PAGE EXTRACT ->
════════════════

Painting With Light:

From a Buffy speech given at the Institute for American Indian Arts in Santa Fe

Digital Art:

Interview with Buffy: How Digital Art Works Are Made


Current Works by Buffy Sainte-Marie

Click on an image name to see a bigger version.


Pink Village

An image of a Native elder looms above and inside a valley, in which tipis are visible. The colors are hot pinks and other bright hues, fragmented and pixelated. The atmosphere is one of Wisdom bearing witness to chaos and destruction. Ilfordchrome, 48" x 56". Edition size: 35



The Trickster

This looks like a real black and white (greyscale) photograph of an impossible not quite human creature. The Trickster is described in countless Native legends as the sacred fool, who is in turn dangerous, obscene, and funny. My image which I call "the only known photo of the Trickster" isn't at all obscene, although there is something somewhat gluteus maximus about the face; but it is mostly curious. It is available as an Iris print; however, it can be installed backlit as a semi-opaque Ilfordchrome, framed in an old weathered window frame so that it appears he's looking in the window of a reservation house. Life size.



Self-portrait

A photo was imported into my computer and I played with it. It is a headshot where I was wearing a lightweight veil; black hair, blackened background; and streaks of very interesting computer colors in some feathers. Ilfordchrome. About 20" x 24".



Elder Brothers

An image of two young men who look like ghosts from 1880. They semi-appear amid a wild abstract background in rich metallic colors. Ilfordchrome. Life size, (about 74" tall).

════════════════

RECORD EXTRACTS ->
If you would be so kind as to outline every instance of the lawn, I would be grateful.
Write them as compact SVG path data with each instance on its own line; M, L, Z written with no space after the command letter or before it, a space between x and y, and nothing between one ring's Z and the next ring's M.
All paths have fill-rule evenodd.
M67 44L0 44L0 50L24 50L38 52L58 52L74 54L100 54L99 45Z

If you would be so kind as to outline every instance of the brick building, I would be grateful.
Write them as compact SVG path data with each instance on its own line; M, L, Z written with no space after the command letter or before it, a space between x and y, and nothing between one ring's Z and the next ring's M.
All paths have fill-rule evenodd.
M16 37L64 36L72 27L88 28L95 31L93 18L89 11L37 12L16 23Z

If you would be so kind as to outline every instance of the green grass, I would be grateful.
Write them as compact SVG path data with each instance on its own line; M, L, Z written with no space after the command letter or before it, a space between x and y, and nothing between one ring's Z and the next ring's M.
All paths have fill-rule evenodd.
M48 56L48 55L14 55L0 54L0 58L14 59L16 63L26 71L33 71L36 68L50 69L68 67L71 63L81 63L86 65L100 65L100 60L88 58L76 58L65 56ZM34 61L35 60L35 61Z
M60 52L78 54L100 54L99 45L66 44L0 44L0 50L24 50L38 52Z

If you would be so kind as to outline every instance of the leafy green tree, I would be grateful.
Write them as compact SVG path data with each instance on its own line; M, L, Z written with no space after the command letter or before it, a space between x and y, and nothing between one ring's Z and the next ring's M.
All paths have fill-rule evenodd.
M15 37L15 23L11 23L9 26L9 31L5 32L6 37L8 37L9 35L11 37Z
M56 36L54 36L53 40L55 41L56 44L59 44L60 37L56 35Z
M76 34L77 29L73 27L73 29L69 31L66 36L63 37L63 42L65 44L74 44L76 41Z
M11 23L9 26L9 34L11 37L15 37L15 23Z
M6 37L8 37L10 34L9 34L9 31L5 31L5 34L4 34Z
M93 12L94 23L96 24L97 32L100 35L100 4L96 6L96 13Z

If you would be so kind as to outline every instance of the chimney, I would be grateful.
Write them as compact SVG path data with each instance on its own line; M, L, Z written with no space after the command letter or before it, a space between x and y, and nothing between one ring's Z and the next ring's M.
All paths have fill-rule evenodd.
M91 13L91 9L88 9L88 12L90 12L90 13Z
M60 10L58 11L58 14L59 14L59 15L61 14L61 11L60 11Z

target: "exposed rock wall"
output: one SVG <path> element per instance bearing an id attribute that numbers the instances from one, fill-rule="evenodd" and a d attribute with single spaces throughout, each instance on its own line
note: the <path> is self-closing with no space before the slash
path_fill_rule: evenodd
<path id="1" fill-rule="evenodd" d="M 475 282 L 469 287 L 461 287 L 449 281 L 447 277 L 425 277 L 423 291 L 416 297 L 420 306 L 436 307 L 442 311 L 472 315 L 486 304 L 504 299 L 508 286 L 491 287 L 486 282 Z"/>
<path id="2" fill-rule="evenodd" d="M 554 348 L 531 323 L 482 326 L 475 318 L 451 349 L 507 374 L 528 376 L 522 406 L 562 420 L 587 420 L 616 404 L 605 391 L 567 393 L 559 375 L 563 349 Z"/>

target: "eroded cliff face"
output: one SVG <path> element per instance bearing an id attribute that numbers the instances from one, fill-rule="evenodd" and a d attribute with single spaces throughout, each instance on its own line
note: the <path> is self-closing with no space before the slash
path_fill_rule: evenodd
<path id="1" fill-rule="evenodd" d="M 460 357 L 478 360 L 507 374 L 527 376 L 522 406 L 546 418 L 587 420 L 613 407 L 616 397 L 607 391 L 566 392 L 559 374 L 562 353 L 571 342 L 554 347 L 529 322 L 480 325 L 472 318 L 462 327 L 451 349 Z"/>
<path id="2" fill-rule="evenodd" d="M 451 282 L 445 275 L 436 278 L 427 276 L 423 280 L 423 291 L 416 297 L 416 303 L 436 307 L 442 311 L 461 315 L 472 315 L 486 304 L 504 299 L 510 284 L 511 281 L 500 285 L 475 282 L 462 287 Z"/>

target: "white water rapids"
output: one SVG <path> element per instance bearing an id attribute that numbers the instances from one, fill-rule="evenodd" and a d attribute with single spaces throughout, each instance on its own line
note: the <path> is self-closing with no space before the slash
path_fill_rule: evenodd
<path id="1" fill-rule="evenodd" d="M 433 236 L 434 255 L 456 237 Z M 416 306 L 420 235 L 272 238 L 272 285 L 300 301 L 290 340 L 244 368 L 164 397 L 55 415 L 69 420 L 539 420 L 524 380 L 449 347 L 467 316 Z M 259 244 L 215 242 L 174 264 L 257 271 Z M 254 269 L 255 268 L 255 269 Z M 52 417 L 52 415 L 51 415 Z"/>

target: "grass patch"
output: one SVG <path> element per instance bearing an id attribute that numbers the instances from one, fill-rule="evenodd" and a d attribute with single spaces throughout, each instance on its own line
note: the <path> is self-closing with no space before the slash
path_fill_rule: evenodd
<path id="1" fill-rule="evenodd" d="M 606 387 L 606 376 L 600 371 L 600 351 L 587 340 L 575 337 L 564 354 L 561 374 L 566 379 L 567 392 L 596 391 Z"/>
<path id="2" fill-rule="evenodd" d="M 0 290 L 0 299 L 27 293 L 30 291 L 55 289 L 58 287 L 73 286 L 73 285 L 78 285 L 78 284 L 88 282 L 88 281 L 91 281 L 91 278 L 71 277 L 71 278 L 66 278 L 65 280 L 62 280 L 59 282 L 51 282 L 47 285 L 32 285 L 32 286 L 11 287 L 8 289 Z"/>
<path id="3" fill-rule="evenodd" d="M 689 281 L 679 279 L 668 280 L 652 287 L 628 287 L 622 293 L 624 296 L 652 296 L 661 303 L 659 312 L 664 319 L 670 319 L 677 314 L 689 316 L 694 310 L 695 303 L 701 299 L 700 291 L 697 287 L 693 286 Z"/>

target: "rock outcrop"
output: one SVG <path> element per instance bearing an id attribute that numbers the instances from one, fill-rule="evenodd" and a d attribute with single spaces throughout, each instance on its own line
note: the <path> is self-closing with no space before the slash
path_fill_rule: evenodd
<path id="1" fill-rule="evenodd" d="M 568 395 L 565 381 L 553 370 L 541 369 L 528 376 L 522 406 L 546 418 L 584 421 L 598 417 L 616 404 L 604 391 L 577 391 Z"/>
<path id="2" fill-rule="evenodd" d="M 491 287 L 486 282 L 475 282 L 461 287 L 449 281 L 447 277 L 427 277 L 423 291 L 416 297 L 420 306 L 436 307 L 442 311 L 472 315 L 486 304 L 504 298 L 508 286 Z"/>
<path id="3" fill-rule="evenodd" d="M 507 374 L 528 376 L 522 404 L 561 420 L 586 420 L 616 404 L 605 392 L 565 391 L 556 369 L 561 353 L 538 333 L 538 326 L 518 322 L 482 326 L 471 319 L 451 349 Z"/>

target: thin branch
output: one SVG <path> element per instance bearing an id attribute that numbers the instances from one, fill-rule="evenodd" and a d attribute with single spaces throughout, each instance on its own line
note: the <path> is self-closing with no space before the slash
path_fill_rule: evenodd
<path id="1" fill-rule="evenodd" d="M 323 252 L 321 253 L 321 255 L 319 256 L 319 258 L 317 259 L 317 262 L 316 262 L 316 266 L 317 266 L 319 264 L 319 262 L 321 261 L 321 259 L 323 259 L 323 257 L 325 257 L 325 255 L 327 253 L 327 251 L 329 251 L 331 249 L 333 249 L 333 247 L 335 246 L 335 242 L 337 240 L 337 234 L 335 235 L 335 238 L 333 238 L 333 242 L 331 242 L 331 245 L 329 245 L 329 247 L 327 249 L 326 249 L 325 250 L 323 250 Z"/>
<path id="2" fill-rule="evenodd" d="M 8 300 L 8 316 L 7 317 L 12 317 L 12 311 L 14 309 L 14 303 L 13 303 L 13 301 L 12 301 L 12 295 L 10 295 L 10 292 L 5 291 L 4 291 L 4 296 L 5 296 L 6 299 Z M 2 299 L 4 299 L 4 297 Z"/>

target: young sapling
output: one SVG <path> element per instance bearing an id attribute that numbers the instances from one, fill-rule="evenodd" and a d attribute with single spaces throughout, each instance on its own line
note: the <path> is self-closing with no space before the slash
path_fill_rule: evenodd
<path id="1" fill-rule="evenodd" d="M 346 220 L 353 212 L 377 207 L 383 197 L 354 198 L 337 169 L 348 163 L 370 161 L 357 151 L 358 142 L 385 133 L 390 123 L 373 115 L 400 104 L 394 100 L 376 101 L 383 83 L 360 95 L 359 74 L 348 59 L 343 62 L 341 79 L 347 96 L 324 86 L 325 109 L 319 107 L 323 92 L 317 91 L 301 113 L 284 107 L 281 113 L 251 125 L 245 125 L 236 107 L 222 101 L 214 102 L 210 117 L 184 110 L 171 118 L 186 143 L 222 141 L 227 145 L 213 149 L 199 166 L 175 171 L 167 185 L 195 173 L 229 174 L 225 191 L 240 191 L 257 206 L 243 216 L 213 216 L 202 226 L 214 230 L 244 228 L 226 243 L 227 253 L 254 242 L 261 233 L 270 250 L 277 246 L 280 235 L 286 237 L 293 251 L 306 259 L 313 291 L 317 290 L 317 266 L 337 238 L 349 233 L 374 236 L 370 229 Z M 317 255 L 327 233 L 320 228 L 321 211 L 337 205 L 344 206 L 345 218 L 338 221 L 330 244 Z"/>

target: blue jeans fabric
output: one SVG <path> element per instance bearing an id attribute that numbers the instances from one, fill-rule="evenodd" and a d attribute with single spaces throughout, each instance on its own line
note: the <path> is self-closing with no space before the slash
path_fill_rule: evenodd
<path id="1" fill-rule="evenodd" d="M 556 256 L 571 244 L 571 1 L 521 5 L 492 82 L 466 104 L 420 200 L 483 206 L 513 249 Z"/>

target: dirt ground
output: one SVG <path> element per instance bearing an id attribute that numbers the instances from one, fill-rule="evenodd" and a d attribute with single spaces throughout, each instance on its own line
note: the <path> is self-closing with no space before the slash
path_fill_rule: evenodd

════════════════

TO-DO LIST ->
(a) Condense the paragraph of the Buffy Sainte-Marie digital art page that begins "An image of a Native elder looms" into a short list, keeping its main facts.
(b) In the records, swap "self-closing" for "self-terminated" in the lines starting with the line containing "target: thin branch" and going on through the line containing "323 252 L 321". Return only those lines, otherwise unchanged.
The text and the records come from separate sources.

THE RESULTS ->
(a)
- Subject: a Native elder looming above and inside a valley where tipis are visible
- Colors: hot pinks and other bright hues, fragmented and pixelated
- Atmosphere: Wisdom bearing witness to chaos and destruction
- Medium and size: Ilfordchrome, 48" x 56"
- Edition size: 35

(b)
target: thin branch
output: one SVG <path> element per instance bearing an id attribute that numbers the instances from one, fill-rule="evenodd" and a d attribute with single spaces throughout, each instance on its own line
note: the <path> is self-terminated with no space before the slash
path_fill_rule: evenodd
<path id="1" fill-rule="evenodd" d="M 323 252 L 321 253 L 321 255 L 319 256 L 319 258 L 317 259 L 317 262 L 316 262 L 316 266 L 317 266 L 319 264 L 319 262 L 321 261 L 321 259 L 323 259 L 323 257 L 325 257 L 325 255 L 327 253 L 327 251 L 329 251 L 331 249 L 333 249 L 333 247 L 335 246 L 335 242 L 337 240 L 337 234 L 335 235 L 335 238 L 333 238 L 333 242 L 331 242 L 331 245 L 329 245 L 329 247 L 327 249 L 326 249 L 325 250 L 323 250 Z"/>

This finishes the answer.